Objective: Set down precisely the lines from the line with "Note: locate the silver medal" through the end of the material, inclusive, and no pictures.

Lines of data:
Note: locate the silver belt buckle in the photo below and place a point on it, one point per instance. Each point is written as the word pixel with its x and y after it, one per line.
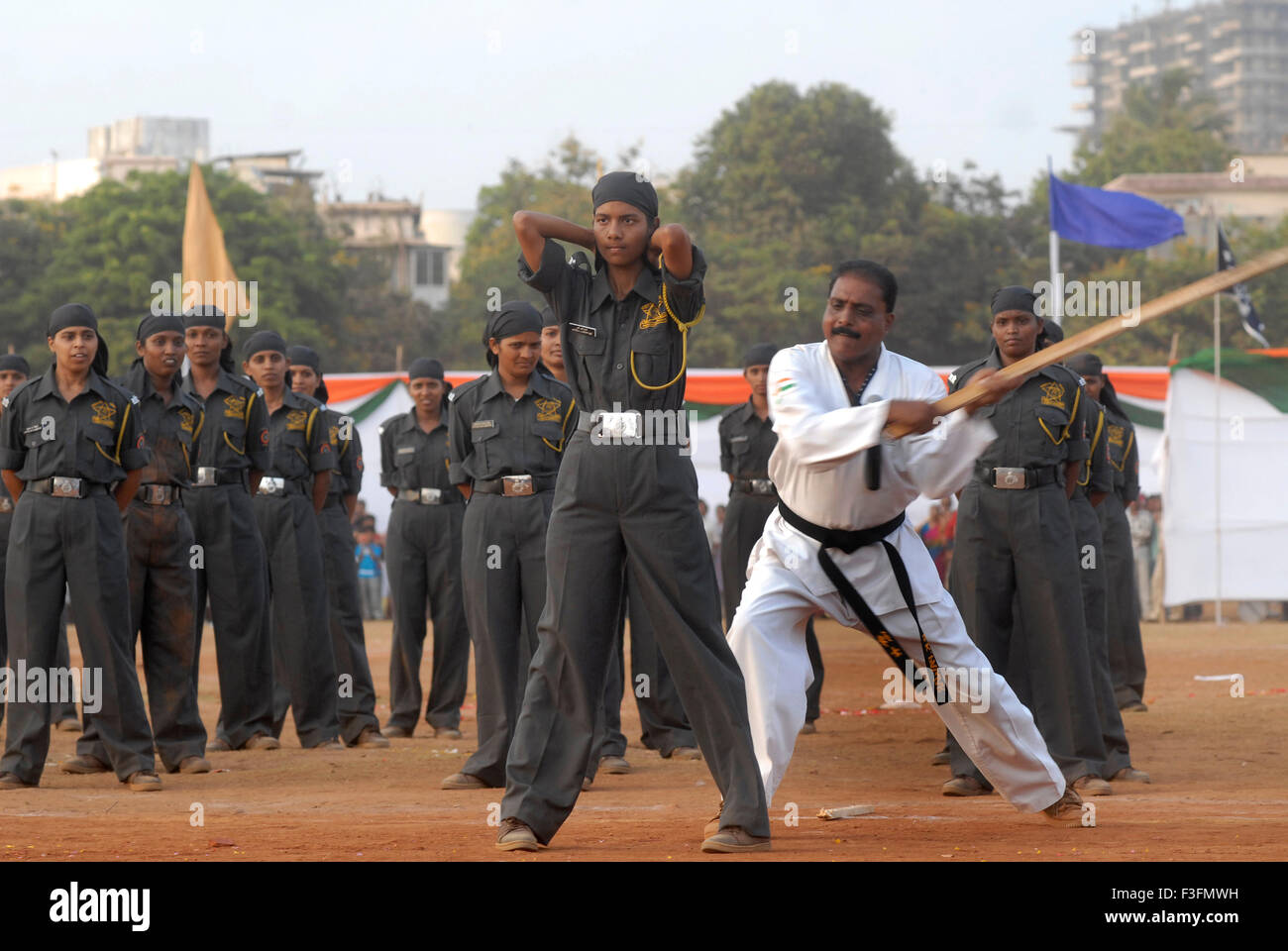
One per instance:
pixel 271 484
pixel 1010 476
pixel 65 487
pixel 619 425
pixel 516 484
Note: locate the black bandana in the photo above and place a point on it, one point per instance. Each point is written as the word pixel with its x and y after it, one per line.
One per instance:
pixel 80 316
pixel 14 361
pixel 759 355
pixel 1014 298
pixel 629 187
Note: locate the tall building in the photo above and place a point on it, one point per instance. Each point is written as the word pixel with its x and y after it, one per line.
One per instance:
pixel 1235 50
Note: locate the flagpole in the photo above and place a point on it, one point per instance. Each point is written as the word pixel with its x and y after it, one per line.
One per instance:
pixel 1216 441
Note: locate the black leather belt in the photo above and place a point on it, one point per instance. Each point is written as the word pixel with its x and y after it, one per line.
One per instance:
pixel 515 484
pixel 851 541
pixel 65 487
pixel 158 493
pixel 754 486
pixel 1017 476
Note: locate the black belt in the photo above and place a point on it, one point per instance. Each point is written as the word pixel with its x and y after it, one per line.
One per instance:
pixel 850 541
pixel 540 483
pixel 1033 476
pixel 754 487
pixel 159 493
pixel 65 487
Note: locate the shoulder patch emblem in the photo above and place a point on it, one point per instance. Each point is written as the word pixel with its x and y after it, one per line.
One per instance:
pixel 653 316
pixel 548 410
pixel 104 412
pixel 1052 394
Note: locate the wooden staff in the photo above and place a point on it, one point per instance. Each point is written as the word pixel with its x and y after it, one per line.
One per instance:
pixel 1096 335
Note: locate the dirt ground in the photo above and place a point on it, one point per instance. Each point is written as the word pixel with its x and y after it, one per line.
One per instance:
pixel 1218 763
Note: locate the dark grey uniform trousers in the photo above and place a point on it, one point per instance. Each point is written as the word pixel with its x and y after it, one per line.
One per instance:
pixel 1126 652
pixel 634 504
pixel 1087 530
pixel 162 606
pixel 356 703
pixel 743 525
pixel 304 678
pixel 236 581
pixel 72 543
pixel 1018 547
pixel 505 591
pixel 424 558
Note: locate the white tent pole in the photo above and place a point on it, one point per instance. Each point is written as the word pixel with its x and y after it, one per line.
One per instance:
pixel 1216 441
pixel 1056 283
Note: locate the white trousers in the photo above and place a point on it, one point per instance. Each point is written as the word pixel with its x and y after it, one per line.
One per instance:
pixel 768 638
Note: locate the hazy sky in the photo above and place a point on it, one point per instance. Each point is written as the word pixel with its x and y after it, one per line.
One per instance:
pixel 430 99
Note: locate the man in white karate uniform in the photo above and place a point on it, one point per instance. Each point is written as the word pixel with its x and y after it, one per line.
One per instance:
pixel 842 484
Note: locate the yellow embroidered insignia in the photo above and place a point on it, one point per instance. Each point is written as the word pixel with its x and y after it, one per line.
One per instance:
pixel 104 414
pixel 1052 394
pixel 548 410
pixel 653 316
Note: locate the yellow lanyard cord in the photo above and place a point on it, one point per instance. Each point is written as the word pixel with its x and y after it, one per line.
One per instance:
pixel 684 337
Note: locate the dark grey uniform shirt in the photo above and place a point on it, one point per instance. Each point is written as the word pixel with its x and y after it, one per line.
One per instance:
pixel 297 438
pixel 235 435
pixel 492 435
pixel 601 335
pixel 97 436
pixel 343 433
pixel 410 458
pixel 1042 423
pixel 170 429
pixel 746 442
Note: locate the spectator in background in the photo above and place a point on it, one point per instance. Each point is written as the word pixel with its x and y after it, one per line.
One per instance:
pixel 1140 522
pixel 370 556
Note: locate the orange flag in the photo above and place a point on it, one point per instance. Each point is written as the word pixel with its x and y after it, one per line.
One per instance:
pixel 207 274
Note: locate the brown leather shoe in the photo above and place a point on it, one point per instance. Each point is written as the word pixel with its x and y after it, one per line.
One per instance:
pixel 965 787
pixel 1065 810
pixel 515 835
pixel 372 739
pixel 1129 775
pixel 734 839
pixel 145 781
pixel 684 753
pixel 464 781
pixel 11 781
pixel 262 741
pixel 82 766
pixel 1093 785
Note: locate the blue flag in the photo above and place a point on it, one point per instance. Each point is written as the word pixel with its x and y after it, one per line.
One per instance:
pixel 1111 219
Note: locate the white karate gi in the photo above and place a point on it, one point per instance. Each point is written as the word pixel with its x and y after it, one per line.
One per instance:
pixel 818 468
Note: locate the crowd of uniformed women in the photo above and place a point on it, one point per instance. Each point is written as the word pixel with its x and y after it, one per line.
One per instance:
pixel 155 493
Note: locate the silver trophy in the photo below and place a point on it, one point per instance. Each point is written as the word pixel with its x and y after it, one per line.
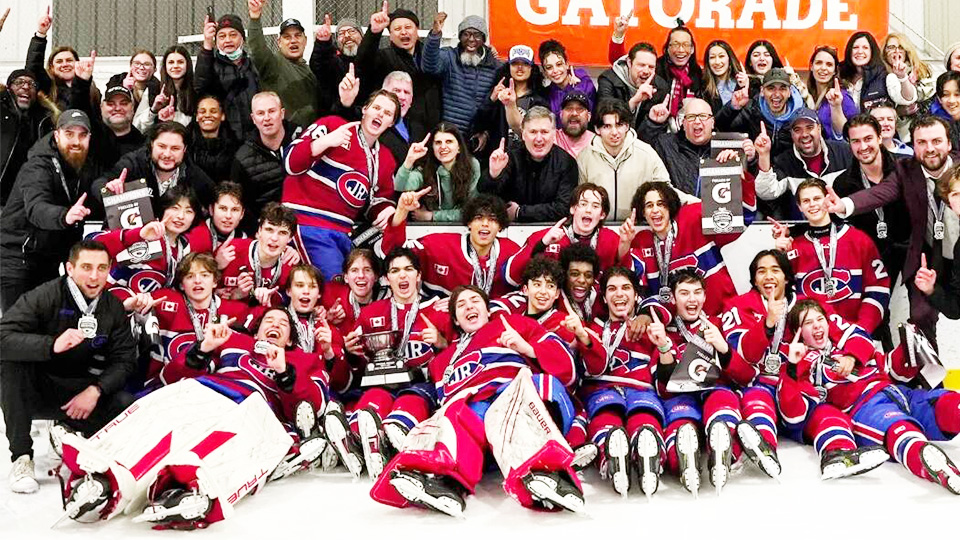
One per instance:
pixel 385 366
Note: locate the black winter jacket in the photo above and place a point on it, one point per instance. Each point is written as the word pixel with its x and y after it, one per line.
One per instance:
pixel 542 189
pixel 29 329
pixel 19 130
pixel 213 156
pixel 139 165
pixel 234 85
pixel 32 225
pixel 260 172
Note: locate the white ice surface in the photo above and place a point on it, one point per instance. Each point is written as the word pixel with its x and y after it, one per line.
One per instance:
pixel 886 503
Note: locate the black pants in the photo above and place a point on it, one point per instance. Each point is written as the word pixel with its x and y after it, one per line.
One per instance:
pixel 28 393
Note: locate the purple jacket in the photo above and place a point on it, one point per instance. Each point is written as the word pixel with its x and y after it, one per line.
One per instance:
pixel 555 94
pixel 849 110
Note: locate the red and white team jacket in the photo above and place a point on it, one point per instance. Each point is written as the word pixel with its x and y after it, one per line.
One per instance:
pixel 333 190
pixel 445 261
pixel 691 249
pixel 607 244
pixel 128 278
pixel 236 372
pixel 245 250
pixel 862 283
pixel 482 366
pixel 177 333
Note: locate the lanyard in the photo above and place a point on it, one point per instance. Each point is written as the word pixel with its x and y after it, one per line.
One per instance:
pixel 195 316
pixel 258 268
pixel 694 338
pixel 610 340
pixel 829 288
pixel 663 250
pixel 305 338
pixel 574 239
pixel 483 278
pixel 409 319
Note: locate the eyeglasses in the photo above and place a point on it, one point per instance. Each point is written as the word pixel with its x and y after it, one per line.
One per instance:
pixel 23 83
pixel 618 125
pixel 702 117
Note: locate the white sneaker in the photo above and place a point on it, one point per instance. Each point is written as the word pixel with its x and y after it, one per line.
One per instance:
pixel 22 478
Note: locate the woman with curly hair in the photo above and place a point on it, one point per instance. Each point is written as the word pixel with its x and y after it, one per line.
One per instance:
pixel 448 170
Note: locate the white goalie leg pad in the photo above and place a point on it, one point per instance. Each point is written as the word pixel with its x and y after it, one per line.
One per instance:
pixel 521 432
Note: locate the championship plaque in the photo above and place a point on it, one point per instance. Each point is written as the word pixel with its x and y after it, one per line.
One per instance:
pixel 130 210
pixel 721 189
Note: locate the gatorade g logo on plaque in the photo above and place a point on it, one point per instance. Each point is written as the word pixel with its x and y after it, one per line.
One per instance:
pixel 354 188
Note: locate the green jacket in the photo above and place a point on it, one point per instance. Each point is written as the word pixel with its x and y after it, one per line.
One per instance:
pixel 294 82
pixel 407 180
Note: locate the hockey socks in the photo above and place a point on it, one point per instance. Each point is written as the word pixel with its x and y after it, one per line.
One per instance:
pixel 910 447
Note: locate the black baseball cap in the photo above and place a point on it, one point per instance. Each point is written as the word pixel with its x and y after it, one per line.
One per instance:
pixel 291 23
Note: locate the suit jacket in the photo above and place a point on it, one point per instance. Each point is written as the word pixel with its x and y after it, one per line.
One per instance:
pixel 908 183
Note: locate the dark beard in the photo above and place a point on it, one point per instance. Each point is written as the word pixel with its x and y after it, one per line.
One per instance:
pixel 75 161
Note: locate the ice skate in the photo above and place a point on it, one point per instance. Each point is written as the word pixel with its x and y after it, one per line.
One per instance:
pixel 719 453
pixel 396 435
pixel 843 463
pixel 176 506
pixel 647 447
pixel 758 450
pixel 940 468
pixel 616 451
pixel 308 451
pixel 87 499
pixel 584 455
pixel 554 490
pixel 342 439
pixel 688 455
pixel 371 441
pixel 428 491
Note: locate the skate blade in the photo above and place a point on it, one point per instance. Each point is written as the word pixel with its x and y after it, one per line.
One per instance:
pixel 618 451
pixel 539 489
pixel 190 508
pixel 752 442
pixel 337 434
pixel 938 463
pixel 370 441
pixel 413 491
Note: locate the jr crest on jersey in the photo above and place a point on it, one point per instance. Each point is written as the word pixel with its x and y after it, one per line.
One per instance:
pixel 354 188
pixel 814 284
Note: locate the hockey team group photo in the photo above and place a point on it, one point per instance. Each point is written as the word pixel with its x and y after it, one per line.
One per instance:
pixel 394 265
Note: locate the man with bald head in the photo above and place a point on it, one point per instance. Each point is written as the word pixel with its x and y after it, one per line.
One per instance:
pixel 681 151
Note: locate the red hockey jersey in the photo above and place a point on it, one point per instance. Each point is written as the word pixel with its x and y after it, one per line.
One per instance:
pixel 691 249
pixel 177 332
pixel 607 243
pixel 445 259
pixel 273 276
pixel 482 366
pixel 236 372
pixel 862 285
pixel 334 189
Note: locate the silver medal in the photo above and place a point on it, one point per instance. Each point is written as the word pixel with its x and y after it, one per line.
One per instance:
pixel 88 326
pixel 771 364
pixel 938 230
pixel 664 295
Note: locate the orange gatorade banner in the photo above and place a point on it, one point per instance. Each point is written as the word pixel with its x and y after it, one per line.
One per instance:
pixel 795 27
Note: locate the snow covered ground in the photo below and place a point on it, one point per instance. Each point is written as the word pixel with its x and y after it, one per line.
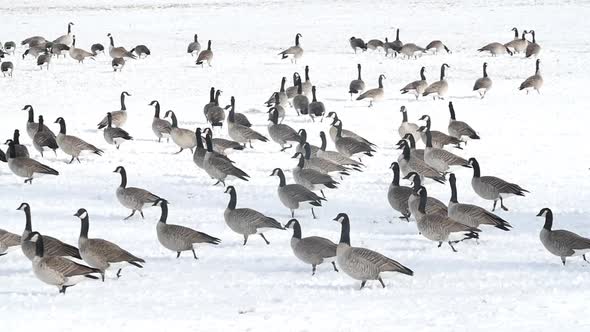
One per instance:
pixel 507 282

Full response:
Note: locate the silver medal in the photo above and place a point on it, one point per instance. Each point is written as the word pixel with its x and y after it, one per line.
One per instance:
pixel 88 326
pixel 771 364
pixel 938 230
pixel 664 295
Note: locate the orange gatorade banner in the photo above and place a point on it, one point per instance. Each point is written as the word pixel with its x and y after it, one per line.
One per instance:
pixel 795 27
Note: locate the snow covered ground in the photo below and place a point on it, one point per instance. Each point is written as the word pixel with its x and y after it, one per line.
One per instance:
pixel 507 282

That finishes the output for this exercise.